**WHAT YOU WILL DO**
1. Transcribe the stretch of the passage on the Muller-Lyer illusion from "1. on the begining" through "with human perception.".
2. Pick up the passage on the Muller-Lyer illusion and write what comes after its last sentence.

**PAGE**

The desired result of speech and pitch detectors is an imitation of the results achieved by the human ear-brain mechanism. The most direct way in the search to achieve that goal might be to find algorithms which imitate the way the ear-brain work. The "canceling circles" algorithm represents such an approach.

Demonstrating that an algorithm imitates the ear-brain's processing of signals would have to show not only that it achieves correct results of pitch as the ear-brain does in many cases. It will also have to explain those cases in which the ear-brain fail to achieve accurate results. This is exactly what the "canceling circles" algorithm does.

Using the "canceling circles" method, some of the best known peculiarities of the Brain processing of audio-visual stimuli can be explained.

For example, the Muller-Lyer (or Mueller-Lyer) Optical Illusion.

In this illusion which was devised by Franz Muller-Lyer in 1889, the left horizontal line appears longer than the right horizontal line, while physically both are equal. This affect is maximal when the fins are at a 45 (and 135) degrees (some studies show a maximal illusion at 60 [and 150], however this can be explained as depending on the fins' length)[5].

According to the "canceling circles" algorithm this phenomena is to be explained in the following way:

If circles are drawn on these three points:

1. on the begining of each fin - point A.

2. on the end of each fin - point B.

3. on the projection of each fin on the horizontal line it intersects - point C (the projection point is the one dimentional projection of the second dimention added to this figure by the fin).

Since these circles overlap best when AC and BC are equal (so that they overlap best with point C and so are cancled), and since the projection angle near C is 90 degrees. That would mean that according to the "canceling circles" algorithm, when the fins are at 45 (and 135) degrees (meaning the angles near A and B are 45 degrees), the illusion will be maximal - as indeed happens with human perception.

The fact that point C is a result of a projection process and does not exist phisicaly, might explain that the estimate of the horizontal line is not from point C to point C' at the other end of the line, but only a little farther from point A (which is a phisical point) toward C.

While a number of other explanations to the Muller-Lyer illusion have been suggested since it has been introduced. These explanations seem to contain various problems. For example, the most popular explanation of the Muller-Lyer illusion is that our brain makes mistakes about the relative depths of the two lines. This is because we are used to seeing outside corners of buildings with lines sloping inward away from them. There are many problems with such an explanation. for example, buildings arrived very late in our evolution for such a powerful mechanism (over-riding our senses) regarding buildings to have evolved. Also somewhat problematic is the notion that estimating our distance from where walls meet in the distance is useful for any purpose. Another problem is that this illusion is kept also in touch, where the idea that the genitally blind [9] would imagine lines with fins as lines of walls meeting seems even further from logic.

**Excerpts from point annotation data**

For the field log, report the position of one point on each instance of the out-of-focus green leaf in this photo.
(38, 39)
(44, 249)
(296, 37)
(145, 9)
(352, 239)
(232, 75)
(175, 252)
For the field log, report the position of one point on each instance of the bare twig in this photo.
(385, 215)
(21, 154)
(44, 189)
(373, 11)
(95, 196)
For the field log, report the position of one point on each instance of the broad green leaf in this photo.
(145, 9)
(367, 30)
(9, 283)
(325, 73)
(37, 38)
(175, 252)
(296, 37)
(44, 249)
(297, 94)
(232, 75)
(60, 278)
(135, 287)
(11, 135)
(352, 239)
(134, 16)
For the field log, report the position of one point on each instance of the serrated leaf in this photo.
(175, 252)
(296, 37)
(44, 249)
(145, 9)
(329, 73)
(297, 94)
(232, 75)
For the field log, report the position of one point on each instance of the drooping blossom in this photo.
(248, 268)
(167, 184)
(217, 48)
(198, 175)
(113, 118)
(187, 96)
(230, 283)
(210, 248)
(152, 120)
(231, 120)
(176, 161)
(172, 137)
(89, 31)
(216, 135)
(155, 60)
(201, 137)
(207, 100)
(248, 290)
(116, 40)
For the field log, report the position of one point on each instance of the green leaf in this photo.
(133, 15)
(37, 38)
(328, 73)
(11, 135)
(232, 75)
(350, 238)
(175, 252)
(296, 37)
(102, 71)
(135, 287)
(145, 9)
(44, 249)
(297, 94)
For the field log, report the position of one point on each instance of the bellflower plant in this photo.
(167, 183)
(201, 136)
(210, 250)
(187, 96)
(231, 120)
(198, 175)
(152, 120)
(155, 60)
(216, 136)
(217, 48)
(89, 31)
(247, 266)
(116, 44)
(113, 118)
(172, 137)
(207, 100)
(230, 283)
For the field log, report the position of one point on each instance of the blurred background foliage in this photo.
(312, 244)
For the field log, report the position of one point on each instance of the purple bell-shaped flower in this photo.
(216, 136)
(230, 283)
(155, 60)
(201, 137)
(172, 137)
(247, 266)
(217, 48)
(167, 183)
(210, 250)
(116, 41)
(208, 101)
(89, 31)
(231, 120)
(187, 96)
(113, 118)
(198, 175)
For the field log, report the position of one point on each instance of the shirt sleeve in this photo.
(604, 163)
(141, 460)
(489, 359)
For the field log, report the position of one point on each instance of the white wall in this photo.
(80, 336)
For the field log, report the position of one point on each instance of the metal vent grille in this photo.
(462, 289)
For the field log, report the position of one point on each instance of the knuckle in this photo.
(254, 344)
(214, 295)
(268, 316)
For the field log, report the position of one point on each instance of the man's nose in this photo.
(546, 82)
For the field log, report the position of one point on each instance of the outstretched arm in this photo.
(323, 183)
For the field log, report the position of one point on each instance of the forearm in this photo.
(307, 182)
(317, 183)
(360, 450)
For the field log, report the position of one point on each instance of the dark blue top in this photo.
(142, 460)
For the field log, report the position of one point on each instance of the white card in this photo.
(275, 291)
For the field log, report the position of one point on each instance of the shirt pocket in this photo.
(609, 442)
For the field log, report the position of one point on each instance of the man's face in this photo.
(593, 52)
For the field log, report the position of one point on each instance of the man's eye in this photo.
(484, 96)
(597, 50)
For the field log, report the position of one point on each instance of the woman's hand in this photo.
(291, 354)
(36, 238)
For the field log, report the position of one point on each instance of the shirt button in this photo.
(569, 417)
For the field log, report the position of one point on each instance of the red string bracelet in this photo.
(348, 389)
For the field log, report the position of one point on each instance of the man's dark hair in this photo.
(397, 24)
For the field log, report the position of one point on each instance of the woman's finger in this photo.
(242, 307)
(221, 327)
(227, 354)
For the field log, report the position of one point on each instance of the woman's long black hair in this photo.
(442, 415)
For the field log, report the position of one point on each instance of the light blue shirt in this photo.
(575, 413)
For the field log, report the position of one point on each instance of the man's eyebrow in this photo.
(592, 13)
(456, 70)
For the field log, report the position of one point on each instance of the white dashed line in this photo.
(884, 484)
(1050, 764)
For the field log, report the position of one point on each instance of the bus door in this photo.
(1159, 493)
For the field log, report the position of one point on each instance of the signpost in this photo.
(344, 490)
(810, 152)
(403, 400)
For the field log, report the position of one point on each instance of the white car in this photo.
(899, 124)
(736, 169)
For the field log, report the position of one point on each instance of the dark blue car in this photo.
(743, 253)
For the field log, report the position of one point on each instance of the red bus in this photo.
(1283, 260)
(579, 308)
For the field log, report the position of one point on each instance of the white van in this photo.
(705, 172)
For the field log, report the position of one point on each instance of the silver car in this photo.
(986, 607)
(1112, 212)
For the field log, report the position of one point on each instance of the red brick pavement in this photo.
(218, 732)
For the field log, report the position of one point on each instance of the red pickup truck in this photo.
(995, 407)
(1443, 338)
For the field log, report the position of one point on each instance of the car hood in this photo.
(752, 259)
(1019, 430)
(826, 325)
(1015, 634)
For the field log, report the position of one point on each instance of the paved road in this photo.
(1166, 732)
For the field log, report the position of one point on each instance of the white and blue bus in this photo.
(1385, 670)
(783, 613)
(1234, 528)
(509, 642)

**EXPECTED RESULTS**
1.
1. on the begining of each fin - point A.

2. on the end of each fin - point B.

3. on the projection of each fin on the horizontal line it intersects - point C (the projection point is the one dimentional projection of the second dimention added to this figure by the fin).

Since these circles overlap best when AC and BC are equal (so that they overlap best with point C and so are cancled), and since the projection angle near C is 90 degrees. That would mean that according to the "canceling circles" algorithm, when the fins are at 45 (and 135) degrees (meaning the angles near A and B are 45 degrees), the illusion will be maximal - as indeed happens with human perception.

2.
In the Ponzo illusion (above), devised by Mario Ponzo in 1913, points A and B are close enough for cancelation (and the lengthening somewhat of point A towards B) to occur between them, while points C and D are too far for cancelation, and thus the upper horizontal line is percieved as longer than the lower one.

Another illusion demonstrating the "canceling cirlcles" effect is the Poggendorff illusion (below), devised by Johann Poggendorff in 1860. In rather a similar way to what happens in the Muller-Lyer illusion, point B is canceled with point C so that the intersection with the horizontal bar is percieved as if it was more towards point A. As a result, the two segments of line crossing the horizontal bar appears to be offset.

The Hering illusion (below), devised by Ewald Hering in 1861, demonstrates another aspect of the "canceling circles" algorithm. While still in a similar way to the Muller-Lyer illusion, point B is canceled with point C so that the intersection with the horizontal bar is perceived as if it was more towards point A. If we look at the intersection as if AB is the horizontal line, the result is that for line AB, D and A cancel and thus E remains, making A be perceived as if it was a bit lower (toward E) than its actually is. As a result, the line AD is perceived as not horizontal but as if point A is lower than point D. Since this is true also for adjacent sections, the whole horizontal line is perceives as not a strait line, having its peak at point D.

The following illusion of brightness-contrast, in fact allows the viewer to actually see the "canceling circles". These are visible as dark spots which appear where the white bars intersect. Their location is surrounding the edge points of the black squares, which are here the visual parallels of the minimum-maximum points in the audio sound.

It is possible therefore to conclude the illusions sections by stating that the "canceling circles" is both a viable and efficient way to process audio data, and can provide a unified explanation to numerous visual illusions (including the Muller-Lyer, Ponzo, Poggendorff, and Hering illusions).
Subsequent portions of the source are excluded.